# EXERCISE DETAILS
Your task is to copy every record exactly.

================================

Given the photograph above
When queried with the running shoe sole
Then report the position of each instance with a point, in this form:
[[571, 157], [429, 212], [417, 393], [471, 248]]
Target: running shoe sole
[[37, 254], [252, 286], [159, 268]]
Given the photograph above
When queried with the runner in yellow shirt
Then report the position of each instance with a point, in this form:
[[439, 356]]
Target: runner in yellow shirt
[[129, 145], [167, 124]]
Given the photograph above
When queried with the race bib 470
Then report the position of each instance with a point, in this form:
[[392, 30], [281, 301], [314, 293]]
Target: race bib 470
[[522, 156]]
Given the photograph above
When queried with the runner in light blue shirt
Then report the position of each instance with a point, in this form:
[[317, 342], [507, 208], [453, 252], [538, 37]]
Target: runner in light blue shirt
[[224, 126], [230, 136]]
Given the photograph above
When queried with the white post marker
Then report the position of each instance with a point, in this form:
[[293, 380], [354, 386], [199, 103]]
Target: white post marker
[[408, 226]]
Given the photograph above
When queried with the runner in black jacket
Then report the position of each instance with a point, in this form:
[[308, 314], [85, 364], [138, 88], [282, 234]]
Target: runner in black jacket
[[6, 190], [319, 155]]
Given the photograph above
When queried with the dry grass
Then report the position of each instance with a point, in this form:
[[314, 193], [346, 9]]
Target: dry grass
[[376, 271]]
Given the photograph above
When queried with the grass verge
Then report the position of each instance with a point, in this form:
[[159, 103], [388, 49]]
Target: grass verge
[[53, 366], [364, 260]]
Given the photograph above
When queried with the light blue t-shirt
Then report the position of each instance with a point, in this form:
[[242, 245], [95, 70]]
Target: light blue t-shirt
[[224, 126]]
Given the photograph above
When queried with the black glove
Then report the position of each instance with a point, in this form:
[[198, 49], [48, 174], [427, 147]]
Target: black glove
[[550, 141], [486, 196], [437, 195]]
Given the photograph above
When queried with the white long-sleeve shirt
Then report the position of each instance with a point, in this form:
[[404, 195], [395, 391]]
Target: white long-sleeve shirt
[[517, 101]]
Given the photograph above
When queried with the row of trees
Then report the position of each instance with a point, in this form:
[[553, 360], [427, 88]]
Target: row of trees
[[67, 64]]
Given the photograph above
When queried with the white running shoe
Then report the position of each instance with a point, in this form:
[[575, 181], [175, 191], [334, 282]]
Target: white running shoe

================================

# SOLUTION FOR THIS TASK
Given the photograph above
When queried with the running shoe sole
Then report the position of each instance with a point, in this form:
[[571, 157], [429, 212], [417, 393], [471, 248]]
Target: running shoe sole
[[37, 254], [252, 286], [159, 268]]
Given the photograph above
When queried with the runner in yellow shirt
Then report the position of each instance with a point, in this form:
[[439, 356]]
Target: runner in yellow shirt
[[129, 145], [167, 124]]
Given the photograph above
When queried with the race bib 470
Then report the position of each instance with a point, in this form:
[[392, 30], [281, 301], [314, 293]]
Target: race bib 470
[[522, 156]]
Given the photograph above
When queried with the runner in light blue shirt
Then report the position of each instance with a point, in this form:
[[317, 342], [507, 208], [453, 252], [538, 37]]
Target: runner in light blue shirt
[[224, 126], [230, 136]]
Given the photograph above
When queried with the white post marker
Then report the position of each instance with a point, in this form:
[[293, 380], [354, 386], [199, 103]]
Target: white post marker
[[408, 226]]
Given the photograph above
When queried with the runner in black jacket
Then report the position of each instance with a point, in this form:
[[308, 314], [85, 364], [138, 88], [282, 234]]
Target: runner in black jacket
[[6, 190], [319, 155]]
Given the photograph above
When queried with the dry grass
Then report the position of each instance with a point, in this form:
[[314, 193], [346, 9]]
Target: dry grass
[[376, 271]]
Given the photograph above
When queried with the grass verge
Then report the position of each instance with a point, in this form:
[[159, 103], [388, 49]]
Target: grass verge
[[53, 366], [364, 260]]
Given the photograph above
When queried with the light blue t-shirt
Then report the position of each instance with a point, in this form:
[[242, 245], [95, 70]]
Target: light blue t-shirt
[[224, 126]]
Given the photograph above
When queried with the black glove
Then report the position of each instance with a point, in this form:
[[198, 49], [48, 174], [427, 147]]
Target: black glove
[[550, 141], [486, 196], [437, 195]]
Given the photograph above
When queried with the white long-sleeve shirt
Then report the position of each instance with a point, in this form:
[[404, 195], [395, 391]]
Target: white long-sleeve shirt
[[517, 101]]
Given the photograph above
When queried with the row of trees
Then report the position of each instance with a point, in this form:
[[553, 360], [427, 88]]
Target: row of trees
[[67, 64]]
Given the photograph above
When queried with the white running shoe
Then report the position of each instance with a point, in this form:
[[575, 181], [175, 191], [334, 282]]
Target: white running shoe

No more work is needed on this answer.